DIRECTIONS FOR THIS TASK → Can you copy the items below word for word, starting at the line containing "locate cilantro leaf." and ending at the end of the items, with the pictures left out?

Object detection data:
## begin
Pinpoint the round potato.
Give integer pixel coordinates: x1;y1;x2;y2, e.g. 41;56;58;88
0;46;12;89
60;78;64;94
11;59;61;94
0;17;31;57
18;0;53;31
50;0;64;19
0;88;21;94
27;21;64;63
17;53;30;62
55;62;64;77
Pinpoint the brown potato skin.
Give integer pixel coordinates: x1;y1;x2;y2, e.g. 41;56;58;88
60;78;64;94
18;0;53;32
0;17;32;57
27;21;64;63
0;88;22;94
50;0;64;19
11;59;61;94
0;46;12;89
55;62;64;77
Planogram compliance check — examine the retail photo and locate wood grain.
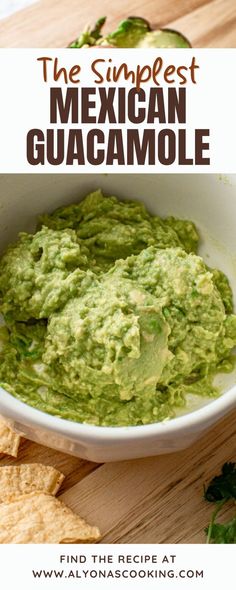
[0,0,236,47]
[0,412,236,543]
[62,412,236,543]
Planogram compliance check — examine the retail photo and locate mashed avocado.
[0,191,236,426]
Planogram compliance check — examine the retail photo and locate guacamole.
[0,190,236,426]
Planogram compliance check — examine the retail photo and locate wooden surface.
[0,0,236,47]
[0,412,236,543]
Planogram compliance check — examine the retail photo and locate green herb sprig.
[204,462,236,543]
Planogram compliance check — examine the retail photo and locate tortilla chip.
[0,493,100,544]
[0,417,20,457]
[0,463,64,502]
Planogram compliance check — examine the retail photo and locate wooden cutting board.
[0,0,236,47]
[0,411,236,543]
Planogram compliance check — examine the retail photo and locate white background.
[0,49,236,173]
[0,544,235,590]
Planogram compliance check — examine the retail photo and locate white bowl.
[0,174,236,462]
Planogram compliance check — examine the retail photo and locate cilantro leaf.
[204,463,236,502]
[206,517,236,544]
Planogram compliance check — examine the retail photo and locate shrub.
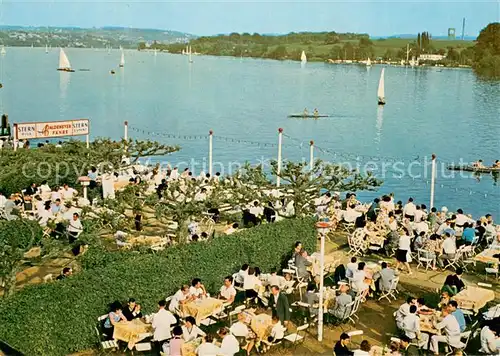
## end
RESULT BELOW →
Planogram compliance check — examine the retail photo and locate cilantro leaf.
[204,463,236,502]
[206,517,236,544]
Planogram compliance check — examine the retail photo and locate shrub.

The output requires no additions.